For once it is not an obscure virus from a faraway planet that threatens the good starship Enterprise. No, this time the malaise comes aboard in Admiral Kirk's ditty bag, and it is that common cold of the earthling's psyche, a mid-life crisis. Since his promotion to flag rank, he has been deskbound and restless. For his latest birthday "Bones" McCoy has presented him with a pair of granny glasses for his failing eyes, a bottle of booze to lift his sagging spirit. Meanwhile, there is unfinished business that ought to be attended to: a grown son whose existence Kirk has never properly acknowledged (all those long business trips didn't help) and who is understandably resentful about his inability to get Dad's attention.

There is nothing like a spot of action to cure the blahs, and luckily the Enterprise, now under Mr. Spock's command, is about to take off with a crew of cadets on a training mission, and Kirk decides to come along. Equally luckily, "the wrath of Khan" has been bottled up out there in the galaxy, steeping in its own malevolence, just waiting for someone to pull the cork. It happens that Khan, played by Ricardo Montalban, who appears delighted to send his dinner jacket to the cleaners and slip into something scruffy, blames Kirk for all his troubles. It seems the captain marooned him, his family and crew on a forbidding planet 15 years earlier. Now he decides to invade the space platform where Kirk's scientist son and his scientist mother are engaged in good works, creating nothing less than a new Garden of Eden. By capturing Kirk's family, Khan hopes to lure his old enemy into a fatal rescue attempt. This is the kind of situation that makes Kirk feel positively boyish. Lifted out of his psychological lethargy, he manages to can Khan and tie up the loose ends of his life. Why, with Mr. Spock helping him to plot his spiritual course, Kirk even comes rather touchingly to terms with mortality.

• Entries shown:
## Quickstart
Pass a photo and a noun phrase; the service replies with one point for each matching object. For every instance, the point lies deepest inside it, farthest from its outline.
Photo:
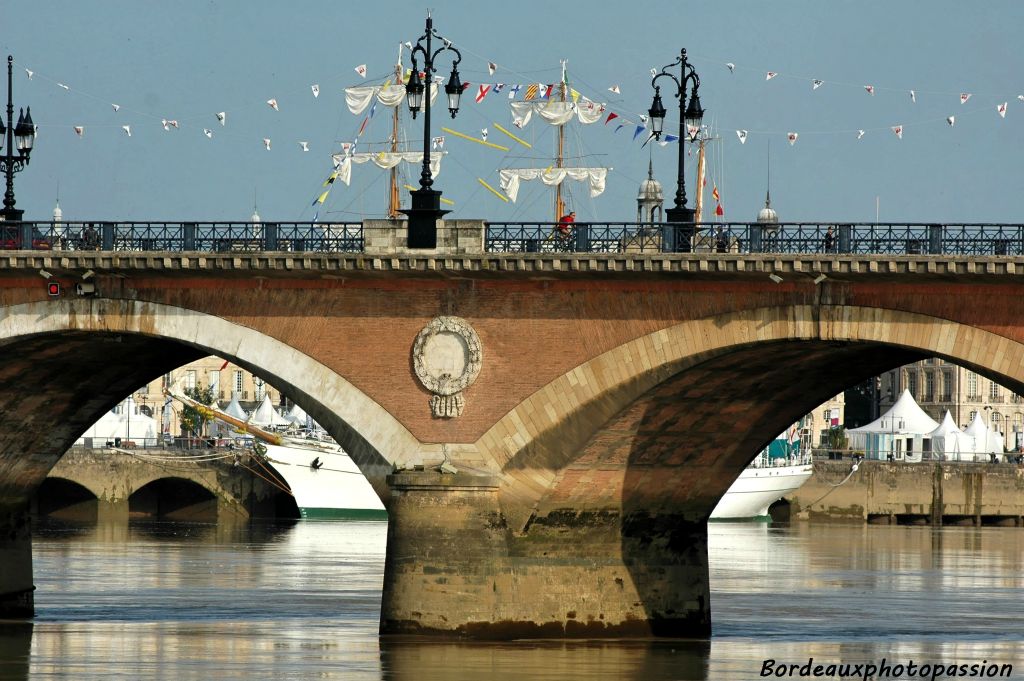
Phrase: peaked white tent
(235, 409)
(950, 442)
(129, 424)
(266, 415)
(902, 431)
(985, 440)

• The task: In the Star Trek passage, how many years earlier did the captain maroon Khan, his family and crew on a forbidding planet?

• Solution to the exercise: 15 years earlier.